DATASET RECORDS:
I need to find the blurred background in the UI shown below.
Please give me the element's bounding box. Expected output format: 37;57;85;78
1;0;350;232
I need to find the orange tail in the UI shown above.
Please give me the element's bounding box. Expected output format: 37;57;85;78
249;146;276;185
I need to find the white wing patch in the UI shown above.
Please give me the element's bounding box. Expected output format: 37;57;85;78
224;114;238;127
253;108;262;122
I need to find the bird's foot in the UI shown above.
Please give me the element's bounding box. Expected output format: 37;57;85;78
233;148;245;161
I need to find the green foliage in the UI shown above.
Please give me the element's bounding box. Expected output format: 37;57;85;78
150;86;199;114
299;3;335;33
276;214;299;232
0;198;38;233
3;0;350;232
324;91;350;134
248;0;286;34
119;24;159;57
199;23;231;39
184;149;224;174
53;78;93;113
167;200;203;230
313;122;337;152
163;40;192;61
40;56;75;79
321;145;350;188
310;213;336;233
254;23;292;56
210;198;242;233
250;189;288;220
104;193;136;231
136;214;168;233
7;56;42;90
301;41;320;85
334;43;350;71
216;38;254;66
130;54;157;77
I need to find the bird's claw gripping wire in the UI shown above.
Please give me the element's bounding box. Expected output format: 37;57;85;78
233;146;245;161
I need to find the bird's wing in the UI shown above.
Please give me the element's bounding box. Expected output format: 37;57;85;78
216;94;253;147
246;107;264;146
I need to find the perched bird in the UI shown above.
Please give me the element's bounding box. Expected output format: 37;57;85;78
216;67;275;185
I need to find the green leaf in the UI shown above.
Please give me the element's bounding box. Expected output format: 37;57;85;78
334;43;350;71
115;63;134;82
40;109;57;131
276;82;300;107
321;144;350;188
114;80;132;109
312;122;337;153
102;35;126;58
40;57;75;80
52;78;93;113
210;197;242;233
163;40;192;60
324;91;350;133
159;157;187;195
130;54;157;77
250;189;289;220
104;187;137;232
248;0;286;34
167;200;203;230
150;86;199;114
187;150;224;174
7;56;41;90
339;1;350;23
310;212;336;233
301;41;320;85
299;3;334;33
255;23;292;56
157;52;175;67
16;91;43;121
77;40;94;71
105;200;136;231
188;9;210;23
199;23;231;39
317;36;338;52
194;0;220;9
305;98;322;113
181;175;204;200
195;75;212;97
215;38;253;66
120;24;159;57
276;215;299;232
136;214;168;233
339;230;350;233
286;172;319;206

WORK ORDER:
Print the whole listing exactly as it is.

EXPECTED ANSWER:
I need to find the blurred background in the UI shown below.
Please give me the element's bounding box. Expected output format: 37;57;85;78
1;0;350;232
I need to find the orange tail in the UI shown above.
Please give me the element's bounding box. Expected output format: 37;57;85;78
249;146;276;185
I need to find the white wing patch in the UI shown above.
Please give me the element's bounding box. Expected output format: 37;57;85;78
224;114;238;127
253;108;262;122
I need to find the bird's foot in the UI shown above.
Please give me the element's bounding box. Expected output format: 37;57;85;78
233;148;245;161
I need to find the green foliage in the UI shown above.
Please give me the element's bounding box. Expected output format: 37;57;85;78
150;86;199;114
299;3;335;33
276;214;299;232
0;198;38;233
3;0;350;232
324;91;350;134
248;0;286;34
119;24;159;57
199;23;231;39
184;149;224;174
53;78;93;113
167;200;203;230
313;122;337;152
163;40;192;61
40;56;75;79
321;145;350;188
310;213;336;233
254;23;292;56
210;198;242;233
250;189;288;220
104;193;136;231
136;214;168;233
7;56;42;90
301;41;320;85
334;43;350;71
216;38;254;66
130;54;157;77
I need to find the bird's claw gripping wire in the UI shown above.
Please give me the element's bounding box. Expected output format: 37;57;85;78
233;146;245;161
I need to find the bird's wing in the UI shown above.
Please give me the element's bounding box. Expected output format: 37;57;85;78
216;94;253;147
246;107;264;146
I need to find the perched bird in the UI shown above.
Please give me the element's bounding box. Expected output format: 37;57;85;78
216;67;275;185
I need to find the green leaf in the UI shown above.
Please give me the element's bounding box. Expected output format: 37;57;85;78
334;43;350;71
115;63;134;82
40;109;57;131
276;82;300;107
321;144;350;188
114;80;132;109
312;122;337;153
102;35;126;58
40;57;75;80
52;78;93;113
210;197;242;233
163;40;192;60
324;91;350;133
159;157;187;195
130;54;157;77
250;189;289;220
104;187;137;232
248;0;286;34
167;200;203;230
150;86;199;114
187;150;224;174
7;56;41;90
339;1;350;23
310;212;336;233
301;41;320;85
299;3;334;33
255;23;292;56
157;52;175;67
16;91;43;121
77;40;94;71
105;200;136;231
188;9;210;23
199;23;231;39
317;36;338;52
194;0;220;9
305;98;322;113
181;175;204;200
195;75;212;97
215;38;253;66
120;24;159;57
276;215;299;232
136;214;168;233
339;230;350;233
286;172;319;206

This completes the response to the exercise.